§ Consigne: Recopiez, s'il vous plaît, l'intégralité du texte consacré à la retraite et au don, sans rien y changer.

§ Texte présenté:
________________________________________

Le talent importe donc moins que le principe qui l'enclenche. Celui sans quoi Paul déclare n'être rien.

 

Ce pourquoi je ne parviens pas tout à fait à esquiver la question Et toi, ta retraite ?

Je veux mettre de côté la question personnelle : je ne doute pas la transition délicate vers une période qui ne sera plus ponctuée de l'extérieur par les contraintes professionnelles ou sociales. Mais les transitions sont faites pour être traversées et si épreuve il devait y avoir j'y devine au moins l'occasion de s'y tremper et de s'assurer de la cohérence des projets. Non ce qui me taraude c'est, dépouillé de toutes les excuses, valables, légitimes ou non, ce que demain je pourrai offrir dont l'autre serait le récipiendaire autant que la signification.

Je n'ai jamais cru aux vertus de l'abnégation : il n'est pas de geste qui n'eût d'auteur ni d'acte qui fût totalement gratuit. Il n'a d'ailleurs pas à l'être. Le don n'est pas aliénation mais offertoire : que vaudrait geste consumant son auteur. Il n'est pas renoncement mais transmission. Je ne cherche pas à agir au dehors de mes compétences ni plus à souffrir qu'à me sacrifier car c'est de tout autre chose que de sublimation de violence dont il s'agit. Mais me méfie tout autant des actes trop confortables … car il n'est de don que de ce qui se transmet et toute main tendue est offrande.

________________________________________

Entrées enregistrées

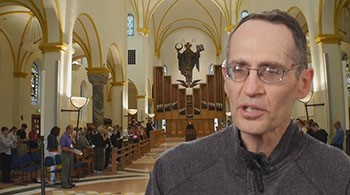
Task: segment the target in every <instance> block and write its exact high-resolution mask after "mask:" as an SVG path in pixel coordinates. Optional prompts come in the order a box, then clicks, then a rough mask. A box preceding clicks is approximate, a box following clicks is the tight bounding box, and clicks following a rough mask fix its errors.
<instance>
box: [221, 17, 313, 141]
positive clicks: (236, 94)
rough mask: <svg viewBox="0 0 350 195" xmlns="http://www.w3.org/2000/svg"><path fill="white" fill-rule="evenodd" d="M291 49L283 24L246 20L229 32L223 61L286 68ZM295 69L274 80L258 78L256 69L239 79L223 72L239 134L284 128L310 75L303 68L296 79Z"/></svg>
mask: <svg viewBox="0 0 350 195" xmlns="http://www.w3.org/2000/svg"><path fill="white" fill-rule="evenodd" d="M293 49H294V41H293V38H292V33H291V32H290V31H289V29H288V28H287V27H285V26H283V25H279V24H271V23H268V22H265V21H261V20H250V21H248V22H246V23H245V24H243V25H242V26H240V27H239V29H237V31H236V32H235V34H233V37H232V39H231V45H230V53H229V59H227V63H228V64H232V63H233V62H234V63H239V64H243V65H245V66H247V67H249V68H253V69H256V68H259V67H261V66H264V65H266V64H273V65H278V66H281V67H283V68H284V69H290V68H292V65H293V64H295V63H296V62H294V61H293V60H292V58H291V54H292V50H293ZM295 65H296V64H295ZM295 71H296V70H295V69H293V70H290V71H289V72H287V73H285V74H284V78H283V81H282V82H279V83H274V84H267V83H264V82H263V81H262V80H260V78H259V77H258V74H257V71H256V70H250V74H249V76H248V77H247V78H246V80H244V81H241V82H237V81H232V80H230V79H228V78H226V77H225V76H224V77H225V91H226V93H227V95H228V96H229V98H230V105H231V112H232V118H233V120H234V122H235V124H237V126H238V128H239V129H240V130H241V133H242V135H243V134H246V135H247V134H249V135H263V134H266V133H271V132H272V133H273V132H275V133H276V132H279V133H281V132H284V130H285V129H286V128H287V126H288V124H289V121H290V113H291V110H292V107H293V104H294V102H295V100H296V99H299V98H302V97H304V96H306V94H307V92H308V89H309V85H310V82H311V80H312V75H313V74H312V70H311V69H308V70H304V71H303V72H302V74H301V76H300V79H299V80H298V79H297V77H296V73H295ZM310 71H311V72H310ZM306 72H310V73H306ZM223 73H224V71H223ZM305 74H306V76H305Z"/></svg>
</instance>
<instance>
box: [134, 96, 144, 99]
mask: <svg viewBox="0 0 350 195" xmlns="http://www.w3.org/2000/svg"><path fill="white" fill-rule="evenodd" d="M145 98H146V95H137V96H136V99H145Z"/></svg>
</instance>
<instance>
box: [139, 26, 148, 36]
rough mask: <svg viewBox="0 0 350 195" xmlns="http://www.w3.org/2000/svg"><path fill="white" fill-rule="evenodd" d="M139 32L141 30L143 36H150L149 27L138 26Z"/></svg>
mask: <svg viewBox="0 0 350 195" xmlns="http://www.w3.org/2000/svg"><path fill="white" fill-rule="evenodd" d="M137 32H139V33H140V34H141V35H142V36H145V37H148V33H149V28H138V29H137Z"/></svg>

________________________________________

§ Réponse:
Le talent importe donc moins que le principe qui l'enclenche. Celui sans quoi Paul déclare n'être rien.

 

Ce pourquoi je ne parviens pas tout à fait à esquiver la question Et toi, ta retraite ?

Je veux mettre de côté la question personnelle : je ne doute pas la transition délicate vers une période qui ne sera plus ponctuée de l'extérieur par les contraintes professionnelles ou sociales. Mais les transitions sont faites pour être traversées et si épreuve il devait y avoir j'y devine au moins l'occasion de s'y tremper et de s'assurer de la cohérence des projets. Non ce qui me taraude c'est, dépouillé de toutes les excuses, valables, légitimes ou non, ce que demain je pourrai offrir dont l'autre serait le récipiendaire autant que la signification.

Je n'ai jamais cru aux vertus de l'abnégation : il n'est pas de geste qui n'eût d'auteur ni d'acte qui fût totalement gratuit. Il n'a d'ailleurs pas à l'être. Le don n'est pas aliénation mais offertoire : que vaudrait geste consumant son auteur. Il n'est pas renoncement mais transmission. Je ne cherche pas à agir au dehors de mes compétences ni plus à souffrir qu'à me sacrifier car c'est de tout autre chose que de sublimation de violence dont il s'agit. Mais me méfie tout autant des actes trop confortables … car il n'est de don que de ce qui se transmet et toute main tendue est offrande.